_What is needed:_
Beginning with the line that contains "of the shallow", reproduce the remaining lines of the material exactly, up to and including the last one, but no pictures.

_Recorded data:_
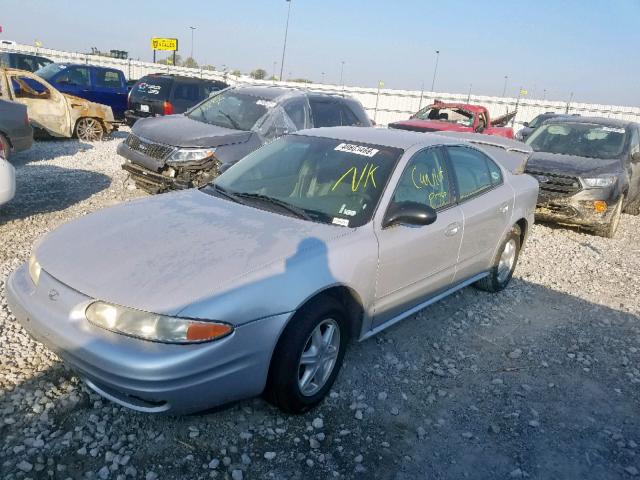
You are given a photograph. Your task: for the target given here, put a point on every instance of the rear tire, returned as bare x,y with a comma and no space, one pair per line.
609,230
89,129
504,264
320,331
5,147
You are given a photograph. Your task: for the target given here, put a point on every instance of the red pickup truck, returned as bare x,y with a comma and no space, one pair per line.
456,117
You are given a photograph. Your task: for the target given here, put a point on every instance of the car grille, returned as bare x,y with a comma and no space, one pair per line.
153,150
556,185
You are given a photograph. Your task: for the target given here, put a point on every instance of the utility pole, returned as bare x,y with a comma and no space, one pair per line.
435,70
192,29
286,33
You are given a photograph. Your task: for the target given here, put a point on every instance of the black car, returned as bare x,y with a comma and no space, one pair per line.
16,133
164,94
588,170
189,150
23,61
529,127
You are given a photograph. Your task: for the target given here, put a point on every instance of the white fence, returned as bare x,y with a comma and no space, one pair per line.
384,105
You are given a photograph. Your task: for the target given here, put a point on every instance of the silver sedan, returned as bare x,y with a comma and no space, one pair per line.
257,282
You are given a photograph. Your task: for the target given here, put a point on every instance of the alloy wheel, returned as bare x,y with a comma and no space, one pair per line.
319,357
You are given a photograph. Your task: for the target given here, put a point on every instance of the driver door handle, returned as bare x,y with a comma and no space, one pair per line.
452,229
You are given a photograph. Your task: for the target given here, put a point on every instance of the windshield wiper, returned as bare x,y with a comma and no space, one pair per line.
218,189
234,124
298,212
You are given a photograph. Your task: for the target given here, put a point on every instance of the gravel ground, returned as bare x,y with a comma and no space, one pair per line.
539,381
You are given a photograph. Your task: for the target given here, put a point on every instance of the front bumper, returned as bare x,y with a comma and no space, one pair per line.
145,376
576,210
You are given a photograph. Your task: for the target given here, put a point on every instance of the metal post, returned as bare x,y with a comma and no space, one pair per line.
286,32
435,70
375,112
569,103
192,29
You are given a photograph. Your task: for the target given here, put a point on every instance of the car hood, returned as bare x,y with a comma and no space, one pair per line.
181,131
417,125
574,165
166,253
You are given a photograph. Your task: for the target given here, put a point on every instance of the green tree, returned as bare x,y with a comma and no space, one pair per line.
259,74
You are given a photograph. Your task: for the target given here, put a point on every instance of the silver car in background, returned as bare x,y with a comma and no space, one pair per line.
256,282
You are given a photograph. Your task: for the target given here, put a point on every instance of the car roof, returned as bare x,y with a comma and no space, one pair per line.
380,136
606,122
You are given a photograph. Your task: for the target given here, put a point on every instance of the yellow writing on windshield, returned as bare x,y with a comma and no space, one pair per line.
366,173
434,179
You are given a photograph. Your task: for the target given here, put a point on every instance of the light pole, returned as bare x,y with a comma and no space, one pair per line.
435,70
192,29
286,32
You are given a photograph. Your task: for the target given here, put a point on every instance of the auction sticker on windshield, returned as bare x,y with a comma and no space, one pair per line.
357,149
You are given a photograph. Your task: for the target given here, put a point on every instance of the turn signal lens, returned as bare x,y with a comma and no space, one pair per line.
153,327
34,269
600,206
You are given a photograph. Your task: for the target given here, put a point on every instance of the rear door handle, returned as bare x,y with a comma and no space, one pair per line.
452,229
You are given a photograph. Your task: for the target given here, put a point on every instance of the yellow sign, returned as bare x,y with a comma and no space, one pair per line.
164,44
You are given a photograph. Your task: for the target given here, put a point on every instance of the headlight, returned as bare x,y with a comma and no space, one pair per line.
191,154
599,182
153,327
34,269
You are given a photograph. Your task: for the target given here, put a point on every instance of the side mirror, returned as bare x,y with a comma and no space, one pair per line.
409,213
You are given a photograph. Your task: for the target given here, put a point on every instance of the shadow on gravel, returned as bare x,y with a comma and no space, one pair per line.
50,149
560,409
42,188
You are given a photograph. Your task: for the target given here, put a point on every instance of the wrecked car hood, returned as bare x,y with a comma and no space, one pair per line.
181,131
165,253
571,164
429,126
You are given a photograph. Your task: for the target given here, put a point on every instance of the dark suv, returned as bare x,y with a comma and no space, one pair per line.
588,170
161,94
182,151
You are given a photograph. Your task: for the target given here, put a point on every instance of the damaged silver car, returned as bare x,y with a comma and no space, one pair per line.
191,149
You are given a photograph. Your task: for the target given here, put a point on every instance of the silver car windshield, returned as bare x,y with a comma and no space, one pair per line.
232,109
331,181
579,139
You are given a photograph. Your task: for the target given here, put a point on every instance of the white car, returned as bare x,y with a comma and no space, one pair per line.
7,180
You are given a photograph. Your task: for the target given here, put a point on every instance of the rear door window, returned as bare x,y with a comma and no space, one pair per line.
475,172
74,76
152,88
189,92
108,79
325,114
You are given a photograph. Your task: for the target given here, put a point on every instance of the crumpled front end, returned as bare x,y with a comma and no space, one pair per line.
149,166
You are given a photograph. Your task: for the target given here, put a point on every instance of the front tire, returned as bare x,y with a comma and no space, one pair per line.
308,356
89,129
504,264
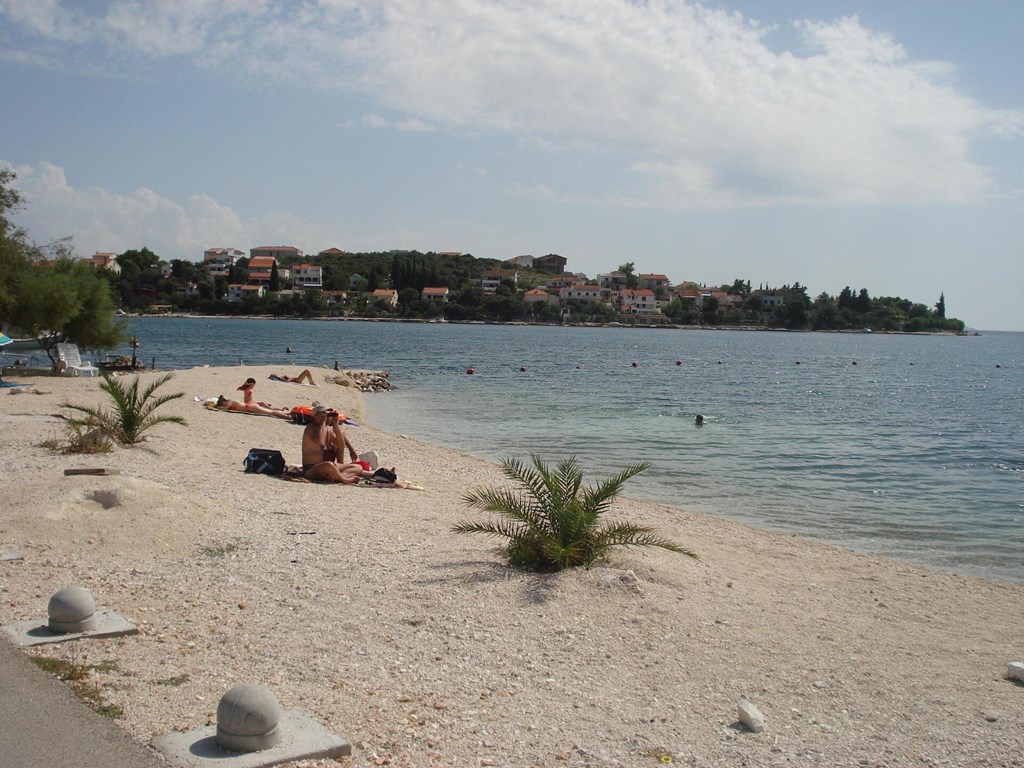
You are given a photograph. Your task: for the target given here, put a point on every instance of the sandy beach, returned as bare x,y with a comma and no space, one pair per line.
358,606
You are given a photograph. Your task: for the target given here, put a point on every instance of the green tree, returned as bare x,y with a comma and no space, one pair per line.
740,288
68,301
629,269
552,522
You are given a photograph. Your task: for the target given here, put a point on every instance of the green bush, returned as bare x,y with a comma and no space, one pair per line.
552,522
132,413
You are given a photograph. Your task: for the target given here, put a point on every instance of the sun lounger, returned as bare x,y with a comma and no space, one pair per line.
69,354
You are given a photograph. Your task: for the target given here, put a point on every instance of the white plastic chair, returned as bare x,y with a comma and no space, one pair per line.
69,354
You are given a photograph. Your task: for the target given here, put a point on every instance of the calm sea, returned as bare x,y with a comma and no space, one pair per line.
908,446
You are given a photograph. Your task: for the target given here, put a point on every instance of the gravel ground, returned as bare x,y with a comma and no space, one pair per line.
358,606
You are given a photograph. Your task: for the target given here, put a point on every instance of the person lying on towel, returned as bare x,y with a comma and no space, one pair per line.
226,403
324,442
304,378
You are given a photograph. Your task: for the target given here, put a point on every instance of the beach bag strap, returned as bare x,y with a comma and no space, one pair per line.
264,462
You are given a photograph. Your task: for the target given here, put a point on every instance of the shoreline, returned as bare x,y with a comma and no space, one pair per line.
615,326
358,606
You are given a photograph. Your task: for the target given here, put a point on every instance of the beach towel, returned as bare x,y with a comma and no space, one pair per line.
304,415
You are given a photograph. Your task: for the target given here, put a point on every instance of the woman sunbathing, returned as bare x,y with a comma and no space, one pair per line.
226,403
304,378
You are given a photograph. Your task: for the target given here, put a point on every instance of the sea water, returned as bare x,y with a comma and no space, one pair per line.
907,446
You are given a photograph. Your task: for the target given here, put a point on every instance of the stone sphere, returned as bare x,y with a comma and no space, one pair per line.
72,609
247,719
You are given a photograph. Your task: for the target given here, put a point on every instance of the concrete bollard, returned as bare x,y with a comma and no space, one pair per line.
72,609
248,717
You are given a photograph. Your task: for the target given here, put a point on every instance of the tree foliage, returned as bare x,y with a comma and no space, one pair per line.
45,293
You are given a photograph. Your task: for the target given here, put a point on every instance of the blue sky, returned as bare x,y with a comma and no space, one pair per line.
868,143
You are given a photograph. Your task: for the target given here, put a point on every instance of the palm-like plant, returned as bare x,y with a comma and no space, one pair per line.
132,412
553,522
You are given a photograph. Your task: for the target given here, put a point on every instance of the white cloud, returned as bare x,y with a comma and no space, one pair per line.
373,120
691,99
101,220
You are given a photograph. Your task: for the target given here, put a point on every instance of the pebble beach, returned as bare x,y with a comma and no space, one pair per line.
359,606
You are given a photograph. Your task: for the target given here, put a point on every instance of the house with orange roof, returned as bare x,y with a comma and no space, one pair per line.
103,260
275,252
551,263
652,282
539,296
388,295
434,294
638,301
493,278
588,293
219,260
238,291
307,276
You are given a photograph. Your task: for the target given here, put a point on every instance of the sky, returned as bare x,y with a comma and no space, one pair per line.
862,143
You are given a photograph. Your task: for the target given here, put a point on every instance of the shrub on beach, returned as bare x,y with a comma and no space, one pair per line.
132,413
552,522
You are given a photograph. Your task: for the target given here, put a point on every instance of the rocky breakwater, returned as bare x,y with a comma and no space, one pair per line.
365,381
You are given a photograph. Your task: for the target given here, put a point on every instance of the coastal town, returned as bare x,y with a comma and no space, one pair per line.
455,286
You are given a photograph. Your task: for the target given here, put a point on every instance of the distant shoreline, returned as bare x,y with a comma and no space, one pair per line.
617,326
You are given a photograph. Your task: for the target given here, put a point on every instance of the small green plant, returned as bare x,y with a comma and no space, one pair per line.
173,682
80,438
77,675
552,522
132,413
217,550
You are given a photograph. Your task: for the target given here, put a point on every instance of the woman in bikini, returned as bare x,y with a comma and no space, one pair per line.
323,443
260,409
304,378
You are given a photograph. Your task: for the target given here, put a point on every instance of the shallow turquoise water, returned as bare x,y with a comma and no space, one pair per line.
902,445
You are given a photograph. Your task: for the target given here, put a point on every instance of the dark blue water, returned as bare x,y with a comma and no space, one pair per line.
909,446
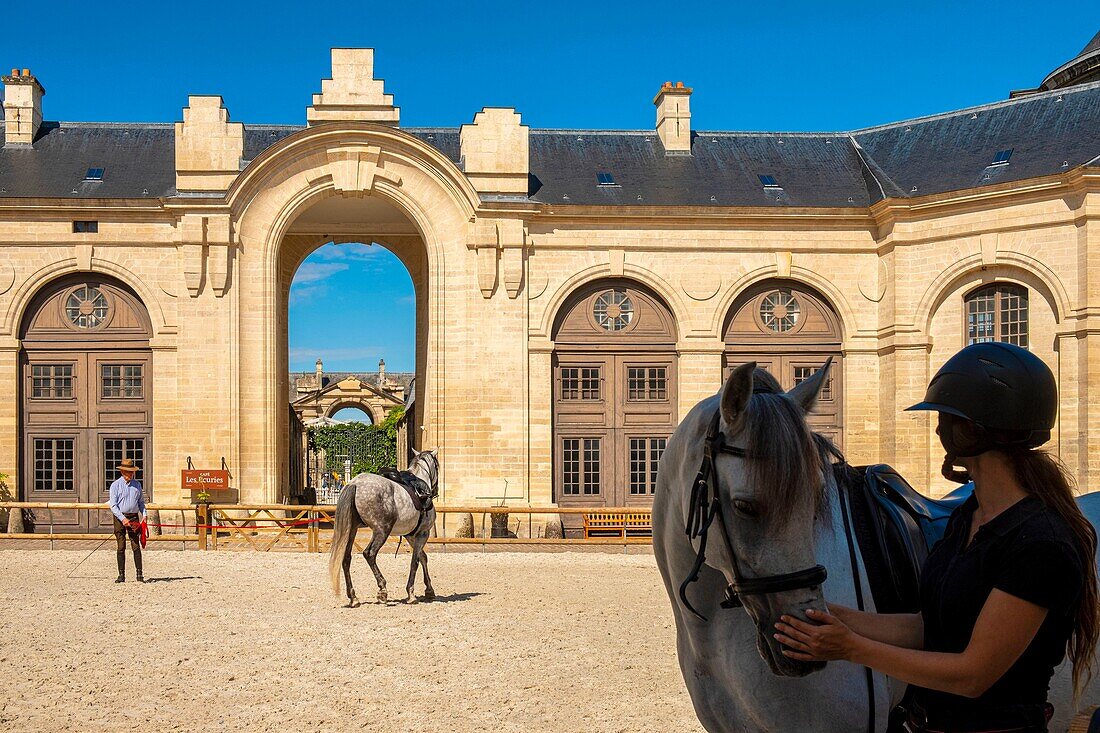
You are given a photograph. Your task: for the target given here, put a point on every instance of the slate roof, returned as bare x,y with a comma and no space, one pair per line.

_Result of the exercise:_
You are given a photograph. Your task: for the target given here, put a point on every instance of the shallow turquoise water, returned as bare x,y with a comma and no space, one pair per line.
902,445
You are given a photograph. Your task: for the target given here, put a point on every instance of the dark blue water, returned as bare x,y with a comma and no space, one pair per line.
909,446
You are given a photograph. Your task: for the target given here, put a point on every instance of the slate roof, returned as bare x,y with a comma and no space, one pair per line.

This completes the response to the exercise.